◆ **Exercise task**
Copy each line exactly. Leave nothing out.

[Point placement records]

┌────────

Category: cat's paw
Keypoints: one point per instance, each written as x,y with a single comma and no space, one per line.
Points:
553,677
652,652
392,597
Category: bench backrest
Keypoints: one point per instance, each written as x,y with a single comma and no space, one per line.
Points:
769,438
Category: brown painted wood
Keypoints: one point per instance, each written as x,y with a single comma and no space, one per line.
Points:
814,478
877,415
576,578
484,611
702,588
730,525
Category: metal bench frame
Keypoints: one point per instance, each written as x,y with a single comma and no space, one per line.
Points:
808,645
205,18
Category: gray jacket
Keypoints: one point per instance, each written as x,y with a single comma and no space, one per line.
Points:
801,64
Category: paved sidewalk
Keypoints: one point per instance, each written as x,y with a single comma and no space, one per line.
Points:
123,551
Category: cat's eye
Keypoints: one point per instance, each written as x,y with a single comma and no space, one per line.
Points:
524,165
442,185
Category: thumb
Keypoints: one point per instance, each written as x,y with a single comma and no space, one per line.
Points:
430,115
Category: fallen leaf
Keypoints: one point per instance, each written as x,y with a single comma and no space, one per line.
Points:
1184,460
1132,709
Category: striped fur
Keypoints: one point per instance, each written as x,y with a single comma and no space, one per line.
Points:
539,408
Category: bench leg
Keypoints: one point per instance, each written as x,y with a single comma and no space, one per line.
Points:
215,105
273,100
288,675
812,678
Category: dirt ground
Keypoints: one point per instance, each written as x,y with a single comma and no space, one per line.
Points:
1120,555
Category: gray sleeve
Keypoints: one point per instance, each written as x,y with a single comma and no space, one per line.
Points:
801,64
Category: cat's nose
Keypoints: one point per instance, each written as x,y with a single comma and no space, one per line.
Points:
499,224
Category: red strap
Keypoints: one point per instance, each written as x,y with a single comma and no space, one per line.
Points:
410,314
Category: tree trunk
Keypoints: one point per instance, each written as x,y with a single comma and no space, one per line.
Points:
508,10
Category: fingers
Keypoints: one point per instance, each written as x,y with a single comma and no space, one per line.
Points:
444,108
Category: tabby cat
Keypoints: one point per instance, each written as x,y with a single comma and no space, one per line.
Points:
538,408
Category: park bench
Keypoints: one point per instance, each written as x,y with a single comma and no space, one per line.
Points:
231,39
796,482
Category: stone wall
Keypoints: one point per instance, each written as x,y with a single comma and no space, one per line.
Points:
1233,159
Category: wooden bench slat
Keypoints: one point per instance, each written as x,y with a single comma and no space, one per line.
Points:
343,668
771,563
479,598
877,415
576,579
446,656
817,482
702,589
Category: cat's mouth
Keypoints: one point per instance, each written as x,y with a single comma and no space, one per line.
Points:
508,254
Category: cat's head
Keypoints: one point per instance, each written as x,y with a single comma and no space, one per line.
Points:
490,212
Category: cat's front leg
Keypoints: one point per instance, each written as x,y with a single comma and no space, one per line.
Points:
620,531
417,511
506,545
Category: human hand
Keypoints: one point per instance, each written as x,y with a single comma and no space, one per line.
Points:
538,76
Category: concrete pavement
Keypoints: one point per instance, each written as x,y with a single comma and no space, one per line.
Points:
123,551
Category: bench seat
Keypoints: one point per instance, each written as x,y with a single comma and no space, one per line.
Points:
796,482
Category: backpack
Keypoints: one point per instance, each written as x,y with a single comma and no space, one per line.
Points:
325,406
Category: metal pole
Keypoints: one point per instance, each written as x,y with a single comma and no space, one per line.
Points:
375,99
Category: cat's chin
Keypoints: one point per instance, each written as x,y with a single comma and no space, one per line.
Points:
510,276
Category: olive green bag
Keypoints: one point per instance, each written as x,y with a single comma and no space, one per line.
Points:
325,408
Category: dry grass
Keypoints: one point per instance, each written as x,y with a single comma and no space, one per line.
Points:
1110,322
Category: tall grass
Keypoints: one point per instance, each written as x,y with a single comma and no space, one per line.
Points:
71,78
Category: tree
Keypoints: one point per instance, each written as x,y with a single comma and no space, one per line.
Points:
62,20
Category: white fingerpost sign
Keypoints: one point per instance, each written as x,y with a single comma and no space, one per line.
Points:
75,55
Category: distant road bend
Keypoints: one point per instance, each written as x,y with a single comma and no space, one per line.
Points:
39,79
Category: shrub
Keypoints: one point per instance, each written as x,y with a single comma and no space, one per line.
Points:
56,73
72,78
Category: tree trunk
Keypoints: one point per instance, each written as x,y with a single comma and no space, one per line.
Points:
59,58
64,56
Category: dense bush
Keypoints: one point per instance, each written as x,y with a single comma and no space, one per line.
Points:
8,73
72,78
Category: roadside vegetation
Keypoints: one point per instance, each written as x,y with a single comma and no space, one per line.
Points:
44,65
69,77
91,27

└────────

◆ **The response**
Category: cat's paw
Keypoints: one point per instance, each written as x,y with a single comma and no space, one per line.
Points:
553,677
652,652
392,597
Category: bench backrest
Keypoints: one point per instance, each written as x,y with a single comma and no space, one per line.
Points:
769,438
Category: brown painted wood
Keypoints: one point per instance, each written as x,y with a single comma and no space, one per line.
Points:
814,478
877,415
576,578
484,611
702,588
730,525
Category: metal bench frame
Keypoints: one point per instance, each written as x,y with a single comma and no space, one per line.
Points:
808,645
205,18
Category: gray jacket
Keypoints: one point per instance, each written as x,y with a single comma and no space, one per line.
Points:
801,64
Category: paved sidewalk
Keypoints: one point per instance, each written as x,y with a single comma and no space, one per line.
Points:
123,551
Category: cat's eye
Keypoints: one point per instance, each written as x,y with a single comma and no space, one per line.
Points:
524,165
442,185
Category: thumb
Keypoints: one point per instance, each written as x,y with a single comma and no space, one per line.
Points:
430,115
Category: fallen leaf
Keypoints: one point per instance, each written as x,y with a single comma and no space, one per line.
Points:
1184,460
1132,709
Category: striped fur
Keypoints: one point per instance, each written as x,y with a single comma and no space, one per line.
Points:
539,408
Category: bench leg
Keypoints: one point per instance, each written as x,y with a single comma and no space, one per line.
Points:
215,105
273,100
288,675
812,678
Category: dirt ground
Keypoints: one point per instance, each written as x,y with a single comma and no space, one per line.
Points:
1120,555
Category: gray sleeve
Keypoints: one point per instance, each written as x,y with a single comma and no space, one per line.
Points:
801,64
Category: cat's nose
Keypoints: one point per instance, each written as x,y with a single comma and no space, one per line.
Points:
499,224
Category: red strap
Keypoints: one point per instance, each written as x,y with a single comma and no space, one per line.
Points:
410,314
Category: tree trunk
Keypoints: one point per instance, each written as x,y with a single comma and no space, one per line.
Points:
508,10
Category: fingers
Keypoints: one point per instance, each written as x,y with a single comma and no space, one per line.
Points:
444,108
Category: tabby cat
Keypoints: one point per instance, each written as x,y with a single comma and no space, one per line.
Points:
538,408
Category: park bench
Keypoints: one point per instance, each written as x,y with a single comma and no space, one per line.
Points:
231,39
796,482
Category: stone wall
Keypoints: one point per instance, each written as x,y with a single comma and no space, one per line.
Points:
1233,159
Category: wooden bench slat
Keypoints: one point per instance, each written as x,y with a single comma and no space, one per line.
Points:
343,668
771,563
479,598
877,415
576,579
446,656
817,482
702,589
Category: cat's mouth
Keypoints: one point per instance, each written as x,y with a single comma and no space, one per line.
Points:
508,254
Category: cat's head
Keypoints: one point per instance, each written as x,y with a single comma and no space, one per line.
Points:
490,212
Category: cat's front leg
Keypoints: one point per instance, each written as x,y with a single comma and no space, one per line.
Points:
620,531
417,511
506,545
Category: human hand
Keypoints: one point per instance, each written as x,y with a single comma and no space, one per line.
Points:
538,76
Category: concrete pavement
Keypoints: one point per instance, each written as x,y with a single comma and no space, one per line.
Points:
123,551
Category: bench seat
Keypoints: one point per instance, each written as x,y with a single comma and no space, one per line.
Points:
796,482
Category: backpack
Keypoints: one point per instance, each written as x,y with a single comma and no space, one per line.
Points:
325,406
Category: metal pole
Keypoints: one point per instance, each written as x,y with a single comma and no space, one per line.
Points:
375,99
Category: cat's chin
Keypoints: one point per instance, each written as x,y with a single comma and no space, one per line.
Points:
510,276
Category: olive green bag
Keypoints: one point per instance, each written as x,y with a single comma and no space, one per line.
Points:
325,408
Category: dry grass
Keypoints: one point per instance, each written as x,y with a single comma and no space, one per line.
Points:
1110,322
Category: tall grass
Keypoints: one point per instance, each written as x,y with a single comma and no space, one per line.
Points:
71,78
Category: tree
Keypoints: one point per instance, each written as x,y with a single comma and no space, one per line.
Points:
62,20
Category: white fingerpost sign
Keypoints: one point per instance, each written as x,y with a single comma and no space, one per line.
Points:
75,55
Category: distant road bend
Keypoints: one point per instance, each written as x,y with a single comma and no space, one per line.
Points:
39,79
Category: shrub
Keypoints: one point per instance, each written as x,y with a single comma and no space, one per line.
Points:
56,73
72,78
Category: tree trunk
Keypoints: one point per instance, each written as x,y with a single comma and no space, one per line.
Points:
59,58
64,56
Category: dense bush
Keypoints: one point per instance, each written as x,y with a single comma and no space, one per line.
Points:
8,73
72,78
Category: roadside vegetation
Keypoints: one point per instance, each written as x,y with a single comma and no space, one per line.
Points:
44,65
69,77
91,27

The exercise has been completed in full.